**OBJETIVO DO EXERCÍCIO:**
Continue o artigo sobre Dom João Baptista e o Padre Gabriel Maire, começando logo após a última frase apresentada.

**DOCUMENTO:**
====

Numa primeira acepção, de largo curso na linguagem cotidiana, profeta é aquela pessoa capaz de prever o futuro.
Os textos bíblicos referem-se à capacidade de antecipar o que está para vir, como dote especial dos profetas. Mas essa antevisão não provinha de um poder mágico. Era fruto da sabedoria. Denunciando vícios e abusos os profetas anteviam o resultado dessas mazelas.
Os profetas irrompem, no meio do povo, como porta-vozes de Deus.
Se recorremos à Etimologia, a palavra profeta (nabi, do hebraico) quer dizer anunciador: o profeta anuncia.
No seu desenvolvimento histórico, o profetismo não surge do lado do poder, da ordem imperante, da instituição, do sistema. Surge do lado da poesia, do sonho, da mística, como observou Peter F. Ellis.
Em toda a tradição do Velho Testamento, o profeta foi aquele que contestou a ordem estabelecida, fundada na opressão, e advogou uma outra ordem que subverteria os valores dominantes.
O povo se identificava com o profeta e reconhecia nele o ideal que ele mesmo carregava dentro de si.
Segundo sublinha Carlos Mesters, o profeta Amós, um lavrador, vivia num tempo de progresso econômico promovido pelo rei Jeroboão, mas feito à base do egoísmo de grupos. Isto provocava uma divisão de classes, contra a qual levantou-se Amós.
No mundo de hoje, morreu a profecia?
De modo algum.
Neste artigo quero prestar reverência a dois profetas que anunciaram a Justiça nas terras capixabas: Dom João Baptista da Mota e Albuquerque e Padre Gabriel Maire.
Uma intercorrência de datas e fatos assinala essas duas vidas.
Em 1909 nasceu Dom João Baptista. Em 1936 nasceu o Padre Gabriel.
Em 1957 Dom João Baptista tomou posse como Bispo da Diocese, tornando-se Arcebispo em 1958.
Em 1980 o Padre Gabriel Maire, vindo da França, como missionário, chega ao Brasil. É recebido, de braços abertos, em Vitória, por Dom João Baptista.
Em 1984 morre Dom João Baptista. Celebra-se na Catedral Missa de Corpo Presente. Entre os concebrantes estava o Padre Gabriel Maire.
Em 1989 morre o Padre Gabriel, num crime que até hoje não foi devidamente apurado.
Em 2009 uma dupla celebração coloca, lado a lado, os dois Profetas: celebra-se o centenário de nascimento de Dom João Baptista da Mota e Albuquerque; rememoram-se os vinte anos do martírio do Padre Gabriel Maire.
Como se assinala o dom da profecia em Dom João e no Padre Gabriel?
Era o mês de fevereiro de 1979. Uma grande enchente do Rio Doce constitui-se em calamidade pública invadindo diversas cidades ribeirinhas mineiras e capixabas. No Espírito Santo, a cheia atinge dramaticamente a cidade de Linhares. Centenas de pessoas são desalojadas de suas casas. O socorro público mostrou-se ineficaz justificando a frase da sabedoria popular à face dessas situações: “Vá se queixar ao Bispo”. E foi mesmo o que o povo fez.

====

[Registros de caixas rotuladas]

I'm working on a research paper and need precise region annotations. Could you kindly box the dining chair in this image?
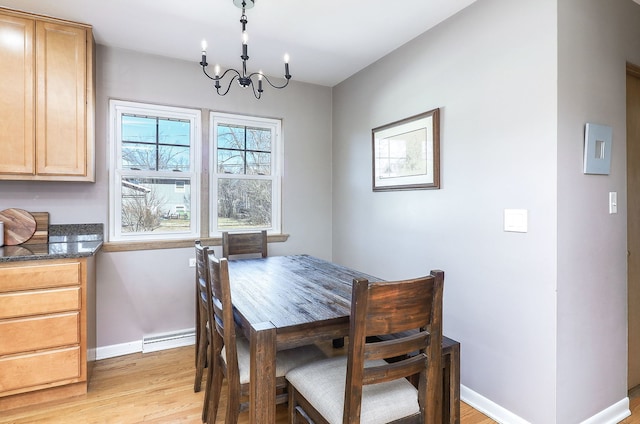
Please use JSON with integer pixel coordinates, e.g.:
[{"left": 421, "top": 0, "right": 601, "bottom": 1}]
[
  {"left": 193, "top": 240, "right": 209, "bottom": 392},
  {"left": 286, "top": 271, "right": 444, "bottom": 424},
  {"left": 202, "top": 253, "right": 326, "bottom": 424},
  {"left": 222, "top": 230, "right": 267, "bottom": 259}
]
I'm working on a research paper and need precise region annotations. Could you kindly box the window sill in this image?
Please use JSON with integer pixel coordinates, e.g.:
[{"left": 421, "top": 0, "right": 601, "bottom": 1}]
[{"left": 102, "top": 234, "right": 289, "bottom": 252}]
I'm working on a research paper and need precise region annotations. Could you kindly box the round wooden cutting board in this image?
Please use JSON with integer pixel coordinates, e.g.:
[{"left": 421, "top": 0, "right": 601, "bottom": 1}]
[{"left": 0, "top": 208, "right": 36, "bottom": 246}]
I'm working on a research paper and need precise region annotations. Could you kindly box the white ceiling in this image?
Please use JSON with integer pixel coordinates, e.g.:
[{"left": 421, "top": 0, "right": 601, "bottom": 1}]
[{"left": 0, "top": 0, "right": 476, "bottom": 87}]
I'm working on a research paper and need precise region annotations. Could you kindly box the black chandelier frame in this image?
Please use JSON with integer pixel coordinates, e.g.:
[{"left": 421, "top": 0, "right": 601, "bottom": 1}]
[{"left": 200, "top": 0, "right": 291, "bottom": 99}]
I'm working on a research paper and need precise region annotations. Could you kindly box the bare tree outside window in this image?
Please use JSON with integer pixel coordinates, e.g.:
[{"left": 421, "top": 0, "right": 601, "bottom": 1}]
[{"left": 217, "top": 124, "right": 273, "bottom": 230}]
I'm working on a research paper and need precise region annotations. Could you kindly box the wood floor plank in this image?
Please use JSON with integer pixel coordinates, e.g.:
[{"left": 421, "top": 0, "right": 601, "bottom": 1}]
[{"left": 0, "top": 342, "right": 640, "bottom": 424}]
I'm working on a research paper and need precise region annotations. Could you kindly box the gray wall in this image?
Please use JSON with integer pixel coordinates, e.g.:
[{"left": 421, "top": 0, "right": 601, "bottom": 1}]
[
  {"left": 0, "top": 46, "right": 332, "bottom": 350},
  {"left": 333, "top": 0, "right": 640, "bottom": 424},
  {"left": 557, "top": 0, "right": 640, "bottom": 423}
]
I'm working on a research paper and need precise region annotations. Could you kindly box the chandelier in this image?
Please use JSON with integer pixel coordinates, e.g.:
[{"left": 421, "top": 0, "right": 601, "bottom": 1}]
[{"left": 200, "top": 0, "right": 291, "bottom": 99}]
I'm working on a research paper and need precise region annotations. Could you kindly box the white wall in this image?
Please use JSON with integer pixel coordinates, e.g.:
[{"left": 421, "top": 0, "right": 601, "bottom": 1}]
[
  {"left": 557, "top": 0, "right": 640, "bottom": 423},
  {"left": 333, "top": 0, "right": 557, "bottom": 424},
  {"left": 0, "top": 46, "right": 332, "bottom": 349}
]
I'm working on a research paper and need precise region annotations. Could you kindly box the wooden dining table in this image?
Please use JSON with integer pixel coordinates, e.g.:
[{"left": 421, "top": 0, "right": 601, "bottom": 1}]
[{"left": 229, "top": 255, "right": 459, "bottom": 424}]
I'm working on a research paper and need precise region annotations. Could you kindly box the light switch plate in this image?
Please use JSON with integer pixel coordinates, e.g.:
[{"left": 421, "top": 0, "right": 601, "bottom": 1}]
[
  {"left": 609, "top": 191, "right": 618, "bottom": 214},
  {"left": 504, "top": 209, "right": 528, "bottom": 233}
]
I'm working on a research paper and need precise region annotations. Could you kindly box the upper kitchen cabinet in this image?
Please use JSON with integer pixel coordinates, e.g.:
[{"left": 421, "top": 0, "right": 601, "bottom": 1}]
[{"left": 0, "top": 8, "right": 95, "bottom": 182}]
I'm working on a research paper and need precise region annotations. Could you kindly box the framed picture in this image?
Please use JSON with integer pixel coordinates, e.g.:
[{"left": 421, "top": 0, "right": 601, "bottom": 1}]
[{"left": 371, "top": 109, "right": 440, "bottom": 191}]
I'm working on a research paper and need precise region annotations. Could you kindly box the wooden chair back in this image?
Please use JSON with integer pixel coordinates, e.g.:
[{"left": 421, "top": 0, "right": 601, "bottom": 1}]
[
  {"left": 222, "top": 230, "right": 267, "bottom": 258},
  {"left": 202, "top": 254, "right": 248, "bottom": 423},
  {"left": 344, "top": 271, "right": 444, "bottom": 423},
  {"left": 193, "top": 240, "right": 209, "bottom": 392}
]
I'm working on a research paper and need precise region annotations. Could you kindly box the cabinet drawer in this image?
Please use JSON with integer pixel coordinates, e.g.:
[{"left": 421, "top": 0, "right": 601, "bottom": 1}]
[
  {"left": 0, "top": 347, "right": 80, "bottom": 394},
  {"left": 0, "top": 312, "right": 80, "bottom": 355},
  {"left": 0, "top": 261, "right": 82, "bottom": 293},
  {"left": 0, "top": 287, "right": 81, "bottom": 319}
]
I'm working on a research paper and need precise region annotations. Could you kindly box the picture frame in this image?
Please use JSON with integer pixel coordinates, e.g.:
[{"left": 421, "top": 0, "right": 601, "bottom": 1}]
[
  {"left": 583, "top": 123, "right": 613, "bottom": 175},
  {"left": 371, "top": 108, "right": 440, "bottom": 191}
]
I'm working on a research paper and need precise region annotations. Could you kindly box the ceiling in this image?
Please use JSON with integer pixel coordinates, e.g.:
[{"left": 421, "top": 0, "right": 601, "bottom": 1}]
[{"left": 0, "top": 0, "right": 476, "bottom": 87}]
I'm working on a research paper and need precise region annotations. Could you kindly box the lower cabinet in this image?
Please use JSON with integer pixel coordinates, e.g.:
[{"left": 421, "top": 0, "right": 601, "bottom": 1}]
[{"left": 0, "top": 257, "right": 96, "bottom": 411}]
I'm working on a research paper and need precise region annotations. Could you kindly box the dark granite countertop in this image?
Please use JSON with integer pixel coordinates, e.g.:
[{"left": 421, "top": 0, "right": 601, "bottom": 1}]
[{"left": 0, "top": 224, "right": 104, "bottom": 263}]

====

**RESPOSTA DA TAREFA:**
Sob a liderança da Igreja, voluntários de todo o Estado deslocaram-se para a cidade de Linhares a fim de atender aquela terrível emergência.
Diante daquele quadro duas categorias de protagonistas encaravam-se face a face, como se estivessem nas duas margens do rio:
de um lado, milhares de pessoas humildes, que viam escoar pelas águas todo o fruto do seu trabalho: alimentos, modestos móveis, roupas, colchões, berços de crianças;
de outro lado, centenas de voluntários que, movidos pelo amor cristão, estavam ali para socorrer e até para chorar junto.
Dom João disse então, às margens do Rio Doce, uma frase que teve a força de convocar, unir, encorajar: “Só o povo salvará o povo”.
Quem, senão um Profeta, pode dizer uma frase dessa?
Dom João participou do Concílio Vaticano II (1962-1965). Nessa oportunidade, junto com outros Bispos, percebeu a necessidade da conversão da Igreja à vocação dos primeiros tempos do Cristianismo.
Dom João, ele próprio, converteu-se. Abdicou de suas origens de família e quis viver do jeito que o povo vive. Trocou a bela residência do Bispo, na Praia do Canto, pela moradia modesta, no alto da Ladeira de São Francisco. Ali, os pobres sentiam-se no direito de entrar casa adentro. Renunciou ao carro de luxo, que os católicos ricos davam ao Bispo. Preferiu um fusquinha, que rodava por toda a Arquidiocese. (Trombou mais de uma vez). Aposentou a cruz de ouro e passou a usar uma cruz de madeira. Todas essas foram atitudes rigorosamente proféticas.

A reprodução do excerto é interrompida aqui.